**Input data**
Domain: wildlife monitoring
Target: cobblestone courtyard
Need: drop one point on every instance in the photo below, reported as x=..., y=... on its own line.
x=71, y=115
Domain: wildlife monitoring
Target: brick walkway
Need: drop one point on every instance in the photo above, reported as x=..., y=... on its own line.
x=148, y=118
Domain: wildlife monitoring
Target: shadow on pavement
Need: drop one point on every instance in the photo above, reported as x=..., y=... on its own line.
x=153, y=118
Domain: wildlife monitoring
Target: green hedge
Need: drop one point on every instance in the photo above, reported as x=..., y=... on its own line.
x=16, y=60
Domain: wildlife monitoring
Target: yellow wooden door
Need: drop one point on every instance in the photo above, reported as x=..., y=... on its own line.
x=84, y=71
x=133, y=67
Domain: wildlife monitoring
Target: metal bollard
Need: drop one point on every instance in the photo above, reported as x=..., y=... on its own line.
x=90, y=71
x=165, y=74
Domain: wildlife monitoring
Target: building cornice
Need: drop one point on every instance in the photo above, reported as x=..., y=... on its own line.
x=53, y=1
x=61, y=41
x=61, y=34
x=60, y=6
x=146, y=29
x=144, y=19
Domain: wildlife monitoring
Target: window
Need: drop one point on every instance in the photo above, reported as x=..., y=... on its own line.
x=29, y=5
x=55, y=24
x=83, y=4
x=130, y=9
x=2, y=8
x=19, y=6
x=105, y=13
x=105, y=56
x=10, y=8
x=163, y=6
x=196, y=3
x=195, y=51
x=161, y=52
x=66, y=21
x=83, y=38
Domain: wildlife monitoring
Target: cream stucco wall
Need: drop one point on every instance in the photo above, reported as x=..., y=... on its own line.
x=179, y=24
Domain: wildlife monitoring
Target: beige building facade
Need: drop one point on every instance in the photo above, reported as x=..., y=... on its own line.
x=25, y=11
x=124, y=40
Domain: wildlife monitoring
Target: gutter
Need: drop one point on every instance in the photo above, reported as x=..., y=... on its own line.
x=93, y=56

* * *

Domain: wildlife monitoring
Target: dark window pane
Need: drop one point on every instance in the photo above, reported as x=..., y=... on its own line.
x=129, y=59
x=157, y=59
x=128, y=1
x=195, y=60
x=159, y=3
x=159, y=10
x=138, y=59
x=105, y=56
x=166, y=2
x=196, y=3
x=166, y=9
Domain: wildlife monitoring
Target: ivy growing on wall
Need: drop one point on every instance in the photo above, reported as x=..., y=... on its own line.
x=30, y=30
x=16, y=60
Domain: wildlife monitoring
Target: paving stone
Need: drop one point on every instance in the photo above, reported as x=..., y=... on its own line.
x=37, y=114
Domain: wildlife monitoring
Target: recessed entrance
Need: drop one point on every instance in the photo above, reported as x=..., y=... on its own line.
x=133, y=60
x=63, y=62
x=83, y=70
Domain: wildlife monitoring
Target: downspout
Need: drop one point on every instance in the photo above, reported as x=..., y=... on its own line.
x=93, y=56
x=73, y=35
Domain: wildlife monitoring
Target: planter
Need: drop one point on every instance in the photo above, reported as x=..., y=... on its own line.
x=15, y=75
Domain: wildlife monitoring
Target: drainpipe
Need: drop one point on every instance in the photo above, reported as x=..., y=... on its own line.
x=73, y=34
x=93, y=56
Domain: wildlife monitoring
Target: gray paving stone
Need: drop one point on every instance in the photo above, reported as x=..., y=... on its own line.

--

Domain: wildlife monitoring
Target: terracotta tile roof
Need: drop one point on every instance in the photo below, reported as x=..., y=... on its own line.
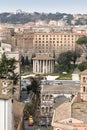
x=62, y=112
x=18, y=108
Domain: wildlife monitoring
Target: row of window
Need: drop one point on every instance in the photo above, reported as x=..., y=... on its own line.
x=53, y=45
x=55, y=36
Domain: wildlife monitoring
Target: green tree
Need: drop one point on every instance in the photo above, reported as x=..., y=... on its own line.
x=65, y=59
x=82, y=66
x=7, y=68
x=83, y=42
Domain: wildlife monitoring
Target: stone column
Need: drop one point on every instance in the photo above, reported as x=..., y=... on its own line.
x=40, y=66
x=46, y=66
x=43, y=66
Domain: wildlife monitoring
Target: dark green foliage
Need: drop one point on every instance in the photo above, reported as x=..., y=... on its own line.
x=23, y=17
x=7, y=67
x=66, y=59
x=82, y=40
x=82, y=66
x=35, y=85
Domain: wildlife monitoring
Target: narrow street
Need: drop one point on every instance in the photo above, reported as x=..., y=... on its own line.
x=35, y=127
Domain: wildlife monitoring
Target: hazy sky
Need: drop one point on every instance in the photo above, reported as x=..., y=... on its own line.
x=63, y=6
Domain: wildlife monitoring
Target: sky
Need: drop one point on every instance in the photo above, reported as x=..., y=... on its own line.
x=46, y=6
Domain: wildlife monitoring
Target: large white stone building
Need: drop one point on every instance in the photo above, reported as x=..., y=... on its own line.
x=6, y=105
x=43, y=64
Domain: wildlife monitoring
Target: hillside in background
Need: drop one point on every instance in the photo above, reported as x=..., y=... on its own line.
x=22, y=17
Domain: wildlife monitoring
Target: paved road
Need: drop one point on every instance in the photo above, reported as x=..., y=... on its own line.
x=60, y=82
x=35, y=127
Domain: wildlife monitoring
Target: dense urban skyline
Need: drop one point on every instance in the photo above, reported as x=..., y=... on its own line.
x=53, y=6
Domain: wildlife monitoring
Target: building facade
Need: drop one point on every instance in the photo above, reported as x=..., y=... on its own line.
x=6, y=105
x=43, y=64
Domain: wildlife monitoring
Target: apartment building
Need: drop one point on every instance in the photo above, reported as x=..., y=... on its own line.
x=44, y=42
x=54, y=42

**Exercise details**
Please count the lines in the records above that contain the string "wall", treating uppercase and lowercase as different, and reply with only that number.

**Reply**
2